● Supplied information
*** Begin section ***

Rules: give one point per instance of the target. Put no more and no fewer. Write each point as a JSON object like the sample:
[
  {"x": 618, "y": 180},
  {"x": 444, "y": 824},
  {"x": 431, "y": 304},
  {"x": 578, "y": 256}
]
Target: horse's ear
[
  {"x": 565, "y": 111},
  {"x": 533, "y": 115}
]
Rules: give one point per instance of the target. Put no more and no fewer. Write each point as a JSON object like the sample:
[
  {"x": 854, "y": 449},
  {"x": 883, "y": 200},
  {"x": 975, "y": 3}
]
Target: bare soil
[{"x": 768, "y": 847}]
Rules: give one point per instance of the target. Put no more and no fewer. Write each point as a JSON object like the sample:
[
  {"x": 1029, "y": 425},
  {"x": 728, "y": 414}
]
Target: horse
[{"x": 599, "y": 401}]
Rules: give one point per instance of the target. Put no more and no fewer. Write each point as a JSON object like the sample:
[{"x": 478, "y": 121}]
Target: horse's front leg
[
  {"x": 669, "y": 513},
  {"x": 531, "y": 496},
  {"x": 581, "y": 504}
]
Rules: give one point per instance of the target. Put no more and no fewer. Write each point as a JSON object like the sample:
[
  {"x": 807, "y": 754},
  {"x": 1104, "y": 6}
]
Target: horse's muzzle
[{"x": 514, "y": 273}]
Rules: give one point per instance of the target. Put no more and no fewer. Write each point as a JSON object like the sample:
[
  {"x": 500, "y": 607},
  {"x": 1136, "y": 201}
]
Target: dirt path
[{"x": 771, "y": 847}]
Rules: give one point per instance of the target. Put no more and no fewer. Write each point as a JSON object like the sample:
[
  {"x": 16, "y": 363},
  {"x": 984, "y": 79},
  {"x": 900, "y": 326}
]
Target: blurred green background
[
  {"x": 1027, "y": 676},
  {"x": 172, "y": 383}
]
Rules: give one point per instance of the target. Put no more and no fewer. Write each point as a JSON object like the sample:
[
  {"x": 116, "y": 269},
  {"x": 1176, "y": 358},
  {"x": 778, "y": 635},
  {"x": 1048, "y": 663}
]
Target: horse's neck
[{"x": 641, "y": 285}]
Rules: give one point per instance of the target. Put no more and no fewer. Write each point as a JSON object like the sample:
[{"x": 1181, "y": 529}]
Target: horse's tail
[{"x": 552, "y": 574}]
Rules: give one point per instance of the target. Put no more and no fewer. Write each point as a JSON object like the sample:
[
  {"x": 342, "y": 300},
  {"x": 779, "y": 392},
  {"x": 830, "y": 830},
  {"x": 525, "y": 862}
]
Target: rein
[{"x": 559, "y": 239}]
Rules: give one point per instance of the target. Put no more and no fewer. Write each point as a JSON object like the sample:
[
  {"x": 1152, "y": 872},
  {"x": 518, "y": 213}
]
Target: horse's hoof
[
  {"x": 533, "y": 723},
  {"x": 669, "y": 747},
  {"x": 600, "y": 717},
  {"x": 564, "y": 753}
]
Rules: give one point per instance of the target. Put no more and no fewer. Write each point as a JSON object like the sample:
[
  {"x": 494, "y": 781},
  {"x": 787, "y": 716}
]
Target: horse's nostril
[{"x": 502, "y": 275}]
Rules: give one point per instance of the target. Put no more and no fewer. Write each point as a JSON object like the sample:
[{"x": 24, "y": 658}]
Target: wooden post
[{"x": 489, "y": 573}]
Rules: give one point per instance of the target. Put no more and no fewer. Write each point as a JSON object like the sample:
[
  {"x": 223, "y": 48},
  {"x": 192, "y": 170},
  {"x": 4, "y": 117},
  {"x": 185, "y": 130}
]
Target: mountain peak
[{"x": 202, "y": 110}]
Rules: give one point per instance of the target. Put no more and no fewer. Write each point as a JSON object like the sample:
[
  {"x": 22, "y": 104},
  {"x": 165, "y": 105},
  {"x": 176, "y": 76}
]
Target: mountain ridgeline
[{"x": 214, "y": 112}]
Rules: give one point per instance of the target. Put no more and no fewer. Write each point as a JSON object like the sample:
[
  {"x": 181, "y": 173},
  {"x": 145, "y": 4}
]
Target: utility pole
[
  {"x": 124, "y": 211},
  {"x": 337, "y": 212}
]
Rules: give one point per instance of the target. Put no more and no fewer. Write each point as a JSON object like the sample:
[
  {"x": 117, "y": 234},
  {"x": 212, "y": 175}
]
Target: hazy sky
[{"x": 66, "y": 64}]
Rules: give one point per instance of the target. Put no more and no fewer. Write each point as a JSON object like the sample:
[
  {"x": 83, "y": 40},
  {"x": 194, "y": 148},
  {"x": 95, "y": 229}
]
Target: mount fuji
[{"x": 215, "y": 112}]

*** End section ***

● What is needed
Each entry is to be returned in full, character for character.

● Answer area
Rules: give one point per instance of the target. Put no more and no fewer. Write each point as a JSON object like the sample:
[
  {"x": 618, "y": 180},
  {"x": 444, "y": 824},
  {"x": 431, "y": 304},
  {"x": 578, "y": 256}
]
Target: horse's ear
[
  {"x": 565, "y": 111},
  {"x": 533, "y": 115}
]
Rules: give one point per instance of the target. Put no more and no fewer. Write each point as a JSON object like the sample:
[
  {"x": 854, "y": 449},
  {"x": 883, "y": 200},
  {"x": 975, "y": 3}
]
Target: bare soil
[{"x": 768, "y": 847}]
Rules: give one point per instance of the target. Put no more and no fewer. Write each point as a JSON object like the sample:
[
  {"x": 1029, "y": 425},
  {"x": 728, "y": 414}
]
Target: horse
[{"x": 599, "y": 401}]
Rules: give one point per instance of the target. Put no more and no fewer. Write each point as a JSON object like the sample:
[{"x": 478, "y": 121}]
Target: horse's front leg
[
  {"x": 669, "y": 513},
  {"x": 531, "y": 496},
  {"x": 581, "y": 504}
]
Rules: give one point per instance of the target. Put no more and no fewer. Write each point as a JSON object like the sample:
[
  {"x": 807, "y": 754},
  {"x": 1104, "y": 6}
]
Target: horse's muzzle
[{"x": 514, "y": 273}]
Rules: give one point per instance of the target. Put no more and no fewer. Write each point as a JSON object like the sample:
[
  {"x": 500, "y": 607},
  {"x": 1136, "y": 201}
]
Target: dirt path
[{"x": 771, "y": 847}]
Rules: give one point per instance of the target. Put no more and no fewer. Write each point as a JSON object like the sample:
[
  {"x": 16, "y": 363},
  {"x": 984, "y": 79},
  {"x": 900, "y": 326}
]
Target: blurred green background
[
  {"x": 1027, "y": 676},
  {"x": 172, "y": 383}
]
Rules: give one point per instance of the target. Put no more and no fewer. Write each point as a JSON object like the sample:
[
  {"x": 116, "y": 269},
  {"x": 1176, "y": 358},
  {"x": 778, "y": 635},
  {"x": 1048, "y": 663}
]
Target: horse's neck
[{"x": 641, "y": 285}]
Rules: give one point per instance of the target. Put no more and no fewer. Write each point as a JSON object like the sample:
[{"x": 1181, "y": 529}]
Target: horse's tail
[{"x": 552, "y": 574}]
Rules: give one point per instance of the target. Put no more and no fewer. Write each point as a JSON object like the sample:
[
  {"x": 342, "y": 300},
  {"x": 779, "y": 392},
  {"x": 830, "y": 830},
  {"x": 525, "y": 862}
]
Target: rein
[{"x": 559, "y": 239}]
Rules: give one point per instance of the target. Put no more and no fewer. Write each point as a JSON object like the sample:
[
  {"x": 1152, "y": 872},
  {"x": 518, "y": 213}
]
Target: horse's hoof
[
  {"x": 533, "y": 723},
  {"x": 669, "y": 747},
  {"x": 600, "y": 717},
  {"x": 564, "y": 753}
]
Rules: give one point per instance of the target. Put no more and no fewer. Write each point as a JSON object like the sample:
[
  {"x": 494, "y": 781},
  {"x": 787, "y": 716}
]
Target: horse's nostril
[{"x": 502, "y": 275}]
Rules: give one point per instance of the target. Put no more and no fewer. Write each point as a JSON object like the sample:
[{"x": 24, "y": 658}]
Target: wooden post
[{"x": 489, "y": 573}]
Rules: give one point per instance of the target. Put no more and no fewer. Write each point as a JSON object like the sample:
[
  {"x": 223, "y": 48},
  {"x": 192, "y": 170},
  {"x": 4, "y": 117},
  {"x": 185, "y": 130}
]
Target: mountain peak
[{"x": 202, "y": 110}]
Rules: give one point per instance of the target. Put no more and no fewer. Write each point as a JSON object like the sample:
[
  {"x": 22, "y": 104},
  {"x": 165, "y": 105},
  {"x": 176, "y": 76}
]
Target: mountain ridgeline
[{"x": 214, "y": 112}]
Rules: give one point per instance of the target. Put no more and no fewer. Write each point as a JSON object like the sample:
[
  {"x": 181, "y": 173},
  {"x": 145, "y": 4}
]
Target: utility pole
[
  {"x": 124, "y": 211},
  {"x": 337, "y": 212}
]
Rules: give one point per instance of the target. Put no more and no fewer. Write each point as a JSON object like the sample:
[
  {"x": 117, "y": 234},
  {"x": 212, "y": 175}
]
Target: hazy sky
[{"x": 66, "y": 64}]
Rules: give one point per instance of the target. Put no more and no fewer. Write each point as a JSON object like the sample:
[
  {"x": 83, "y": 40},
  {"x": 194, "y": 148},
  {"x": 95, "y": 229}
]
Target: mount fuji
[{"x": 215, "y": 112}]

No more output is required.